* **Page excerpt**:
UNCUT: Ed Balls was a useless shadow chancellor

02/09/2016, 10:50:09 PM

by Kevin Meagher

‘You are only a man’ servants used to whisper in the ears of Roman generals to stop them believing their own hype on their triumphant return from battle.

It’s a pity no-one ever performed a similar service for Ed Balls.

The former shadow chancellor, who was unceremoniously ejected by the people of Morley and Outwood at the last election, is rematerializing into British politics, with a new book out about his life in politics and some unsolicited advice for the party.

The extracts show Balls for what he is: a clever and effective politician in many ways. Unfortunately for him, his curse is hubris.

His period as shadow chancellor under Ed Miliband was an unmitigated disaster for Labour.

Routinely 20 points behind Cameron and Osborne throughout the last parliament on questions of economic competence and trust, it was clear three years out from the election that the party was stone-cold dead on the economy.

His associations with the dog-days of Gordon Brown’s government meant Balls – so long his factotum at the Treasury – was an insane choice for the role.

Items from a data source
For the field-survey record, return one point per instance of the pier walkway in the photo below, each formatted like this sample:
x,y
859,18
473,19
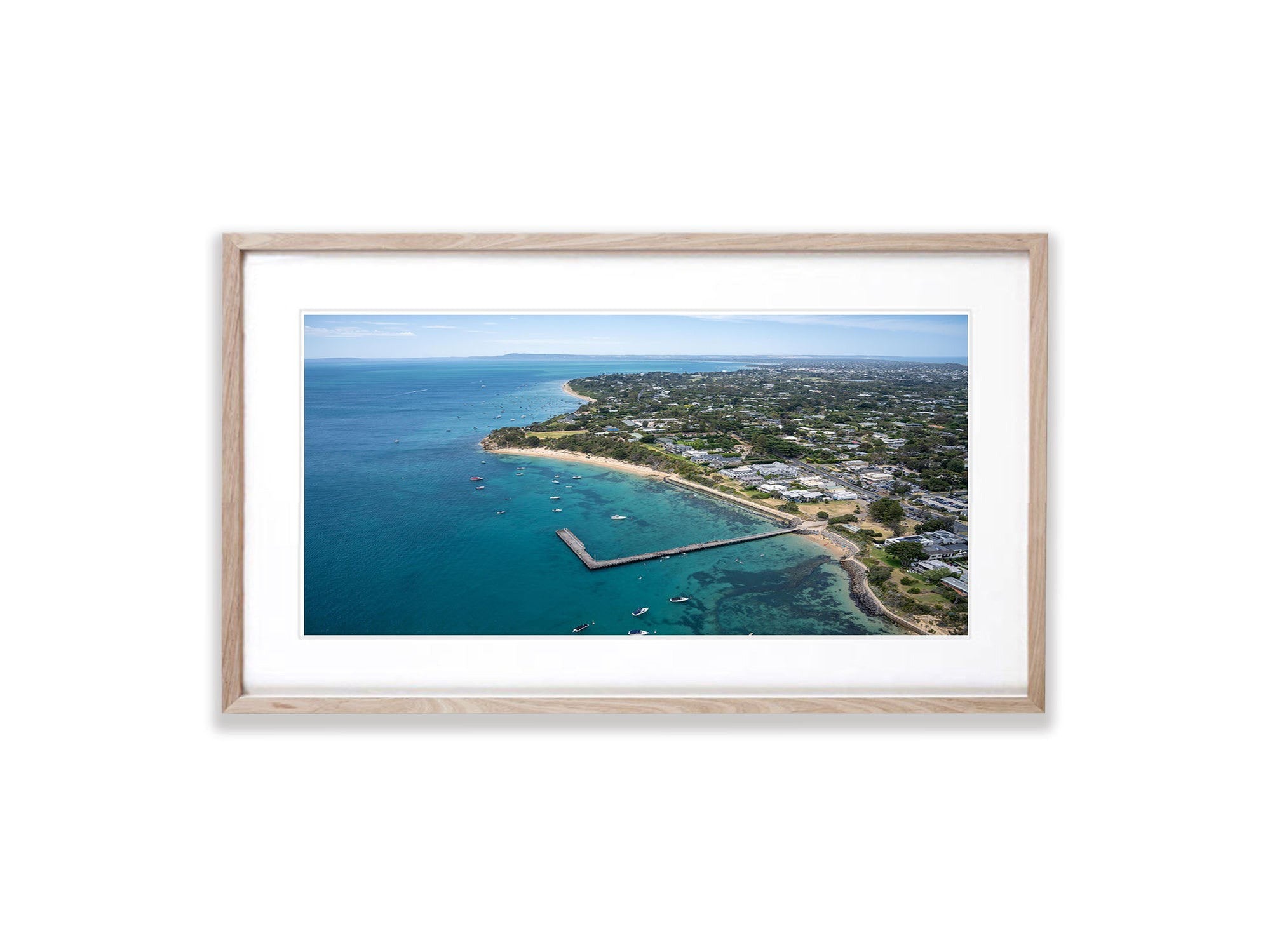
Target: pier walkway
x,y
581,550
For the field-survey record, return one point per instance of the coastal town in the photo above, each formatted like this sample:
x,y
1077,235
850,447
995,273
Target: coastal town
x,y
865,456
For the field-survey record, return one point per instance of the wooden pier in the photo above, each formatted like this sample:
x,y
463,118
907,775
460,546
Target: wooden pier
x,y
581,550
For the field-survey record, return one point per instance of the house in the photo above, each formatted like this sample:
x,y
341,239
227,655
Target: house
x,y
893,540
802,495
930,565
775,470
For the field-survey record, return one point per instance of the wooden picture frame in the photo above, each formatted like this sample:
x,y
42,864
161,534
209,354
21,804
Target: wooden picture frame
x,y
238,245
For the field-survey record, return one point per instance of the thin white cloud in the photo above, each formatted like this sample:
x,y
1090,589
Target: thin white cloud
x,y
555,342
848,321
356,333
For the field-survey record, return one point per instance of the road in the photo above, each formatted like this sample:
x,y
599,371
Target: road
x,y
868,495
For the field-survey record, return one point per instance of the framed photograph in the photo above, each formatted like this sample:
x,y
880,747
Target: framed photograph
x,y
634,474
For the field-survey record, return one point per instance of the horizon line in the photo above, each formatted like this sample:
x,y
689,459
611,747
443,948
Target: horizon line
x,y
551,353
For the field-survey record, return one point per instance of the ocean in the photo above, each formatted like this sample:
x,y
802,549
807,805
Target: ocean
x,y
399,541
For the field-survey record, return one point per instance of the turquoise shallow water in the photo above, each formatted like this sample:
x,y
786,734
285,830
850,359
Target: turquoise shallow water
x,y
399,541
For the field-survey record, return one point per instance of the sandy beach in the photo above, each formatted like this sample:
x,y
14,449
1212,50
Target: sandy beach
x,y
572,392
638,471
840,550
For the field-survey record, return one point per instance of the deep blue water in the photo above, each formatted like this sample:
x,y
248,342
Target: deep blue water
x,y
399,541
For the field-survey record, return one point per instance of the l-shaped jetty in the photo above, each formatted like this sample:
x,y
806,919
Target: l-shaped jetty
x,y
591,563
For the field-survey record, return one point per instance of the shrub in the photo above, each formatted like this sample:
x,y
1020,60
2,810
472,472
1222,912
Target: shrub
x,y
879,574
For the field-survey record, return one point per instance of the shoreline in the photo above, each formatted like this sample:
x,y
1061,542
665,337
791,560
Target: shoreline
x,y
861,572
846,551
573,392
635,469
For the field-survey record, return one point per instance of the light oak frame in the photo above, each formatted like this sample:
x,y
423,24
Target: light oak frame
x,y
236,245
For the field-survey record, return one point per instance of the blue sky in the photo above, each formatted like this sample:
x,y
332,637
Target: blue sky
x,y
682,334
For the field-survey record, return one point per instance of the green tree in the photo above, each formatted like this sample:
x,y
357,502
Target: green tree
x,y
879,574
906,553
935,522
887,511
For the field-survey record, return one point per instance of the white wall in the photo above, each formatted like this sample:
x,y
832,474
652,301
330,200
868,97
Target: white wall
x,y
140,818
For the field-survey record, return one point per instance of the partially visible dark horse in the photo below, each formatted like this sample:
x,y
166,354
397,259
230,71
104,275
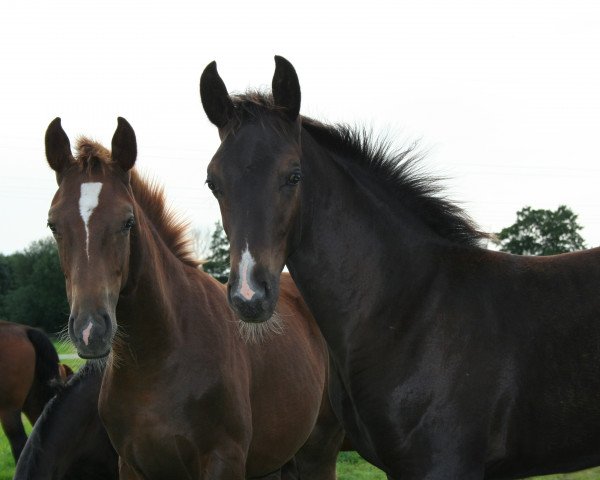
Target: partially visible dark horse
x,y
450,361
28,366
183,395
69,442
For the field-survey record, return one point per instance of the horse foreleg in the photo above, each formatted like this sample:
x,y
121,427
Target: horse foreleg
x,y
14,430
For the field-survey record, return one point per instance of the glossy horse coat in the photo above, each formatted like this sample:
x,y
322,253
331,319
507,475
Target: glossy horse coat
x,y
29,364
449,360
69,442
183,395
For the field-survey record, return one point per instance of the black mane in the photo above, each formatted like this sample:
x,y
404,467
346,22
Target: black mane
x,y
398,171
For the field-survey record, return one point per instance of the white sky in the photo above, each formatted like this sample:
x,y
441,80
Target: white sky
x,y
505,95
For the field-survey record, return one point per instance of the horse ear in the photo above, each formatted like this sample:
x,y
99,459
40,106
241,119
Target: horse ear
x,y
215,99
124,145
286,87
58,147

* **Stated goal**: Pick up the opinion piece on Ed Balls as shadow chancellor after its final sentence and write the next few paragraphs.

* **Expected output**:
He was a constant, corporeal reminder of Labour’s previous mistakes, which the party in government did so little to contextualise when it had the chance.

But he coveted the job when Alan Johnson, Miliband’s original shadow chancellor, quit. Pride got the better of him and he simply wasn’t slick enough to shake off previous form to win a second hearing.

At no point did he manage to alter the terms of political debate.

Labour spent too much and regulated too little. They didn’t fix the roof when the sun was shining. They maxed out the credit card. They have no long-term economic plan. The blows rained down on Labour’s reputation and Ed Balls was not equal to the task of rebutting them.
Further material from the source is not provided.